= Given instruction =
Add -82 to every coordinate in the answers and write out again every line from the start of the items up to and including the line with "[[143, 59]]". Keep the requests and their format samples unchanged.
── Stored records
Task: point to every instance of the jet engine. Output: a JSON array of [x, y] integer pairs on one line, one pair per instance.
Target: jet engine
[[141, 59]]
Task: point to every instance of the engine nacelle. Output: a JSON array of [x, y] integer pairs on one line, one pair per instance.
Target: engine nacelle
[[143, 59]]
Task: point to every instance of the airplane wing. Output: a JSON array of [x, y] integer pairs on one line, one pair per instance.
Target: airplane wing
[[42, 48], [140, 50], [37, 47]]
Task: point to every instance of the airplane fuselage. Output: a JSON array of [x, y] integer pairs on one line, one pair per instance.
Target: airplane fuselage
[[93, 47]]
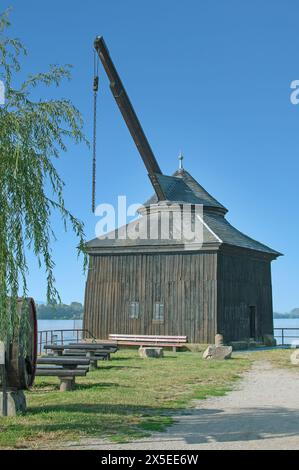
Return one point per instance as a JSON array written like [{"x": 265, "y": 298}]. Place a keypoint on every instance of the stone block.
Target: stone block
[
  {"x": 16, "y": 402},
  {"x": 217, "y": 352},
  {"x": 150, "y": 352}
]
────
= Exercise result =
Task: point to every instance of the jet engine. Output: a JSON array of [x, y] integer pairs on one line, one pair per instance.
Target: jet engine
[[59, -23]]
Task: point to every instance of the engine nacelle. Output: a JSON array of [x, y] integer pairs on one line, one pair per instance.
Target: engine nacelle
[[61, -23]]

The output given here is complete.